**Material for this task:**
== == ==

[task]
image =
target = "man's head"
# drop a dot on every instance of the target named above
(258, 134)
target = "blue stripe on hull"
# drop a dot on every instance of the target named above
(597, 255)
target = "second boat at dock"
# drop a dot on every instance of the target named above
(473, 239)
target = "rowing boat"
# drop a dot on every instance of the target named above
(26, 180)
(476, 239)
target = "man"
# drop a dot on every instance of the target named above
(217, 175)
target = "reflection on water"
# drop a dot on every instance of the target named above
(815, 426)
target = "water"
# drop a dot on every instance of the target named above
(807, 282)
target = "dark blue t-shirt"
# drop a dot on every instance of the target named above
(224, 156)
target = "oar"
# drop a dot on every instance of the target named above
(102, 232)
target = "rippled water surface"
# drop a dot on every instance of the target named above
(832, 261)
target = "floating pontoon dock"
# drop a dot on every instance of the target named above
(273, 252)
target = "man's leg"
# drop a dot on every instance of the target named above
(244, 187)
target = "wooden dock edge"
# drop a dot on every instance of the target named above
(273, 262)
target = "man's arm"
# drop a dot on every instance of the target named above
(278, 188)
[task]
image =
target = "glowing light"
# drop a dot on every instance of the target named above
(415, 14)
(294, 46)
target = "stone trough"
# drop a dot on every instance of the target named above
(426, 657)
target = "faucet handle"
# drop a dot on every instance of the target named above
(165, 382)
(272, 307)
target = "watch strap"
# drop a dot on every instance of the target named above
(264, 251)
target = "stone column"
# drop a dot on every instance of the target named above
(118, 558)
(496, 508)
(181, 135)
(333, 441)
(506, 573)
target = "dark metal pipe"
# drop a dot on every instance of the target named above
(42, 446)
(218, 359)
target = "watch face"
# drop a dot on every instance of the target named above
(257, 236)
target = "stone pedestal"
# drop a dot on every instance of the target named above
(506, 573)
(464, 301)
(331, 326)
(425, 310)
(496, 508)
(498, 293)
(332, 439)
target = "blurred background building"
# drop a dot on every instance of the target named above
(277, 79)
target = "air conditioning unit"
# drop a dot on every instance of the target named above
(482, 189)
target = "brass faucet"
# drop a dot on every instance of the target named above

== == ==

**Problem to work on:**
Write every line of the material above again, exactly.

**Task output:**
[task]
image =
target = "man's head"
# drop a dot on every instance of the target named above
(258, 134)
target = "blue stripe on hull"
# drop a dot on every instance of the target named above
(597, 255)
target = "second boat at dock"
# drop a dot on every instance of the target named above
(473, 239)
target = "rowing boat"
# drop a dot on every instance of the target named above
(26, 180)
(476, 239)
target = "man"
# drop a dot on every instance of the target named above
(217, 175)
target = "reflection on water"
# drop a dot on every instance of the target named above
(815, 426)
target = "water"
# drop a dot on every instance of the target named above
(807, 282)
target = "dark blue t-shirt"
# drop a dot on every instance of the target named above
(224, 156)
target = "oar"
# drop a dot on every instance of the target named above
(102, 232)
target = "rippled water surface"
# drop a dot on every instance of the target named above
(832, 261)
target = "floating pontoon dock"
# drop a dot on every instance of the target named above
(273, 252)
target = "man's leg"
# drop a dot on every instance of the target named above
(244, 187)
target = "wooden dock edge"
# drop a dot on every instance of the target named above
(273, 262)
target = "man's arm"
# drop a dot on every instance of the target named above
(278, 188)
[task]
image =
target = "glowing light"
# drop a dot on every instance of the target named above
(415, 14)
(294, 46)
target = "stone trough"
# drop a dot on every instance of the target named above
(426, 657)
target = "faucet handle"
# drop a dot on every instance of the target named above
(165, 382)
(272, 307)
target = "watch strap"
# drop a dot on every instance of the target named above
(264, 251)
target = "stone column"
# drop a dot on every instance of the target named above
(118, 558)
(496, 508)
(181, 135)
(333, 441)
(506, 573)
target = "dark metal pipe"
# drop a dot on every instance of the target named above
(42, 446)
(218, 359)
target = "watch face"
# drop a dot on every instance of the target named above
(257, 236)
target = "stone pedestal"
# drop a dot on every instance of the target named above
(506, 573)
(464, 301)
(331, 326)
(425, 310)
(496, 508)
(498, 293)
(332, 439)
target = "blurred background building"
# drop a dot on every instance of the target named above
(277, 79)
target = "air conditioning unit"
# drop a dot on every instance of the target named above
(482, 189)
target = "brass faucet"
# drop a dot on every instance of the target named above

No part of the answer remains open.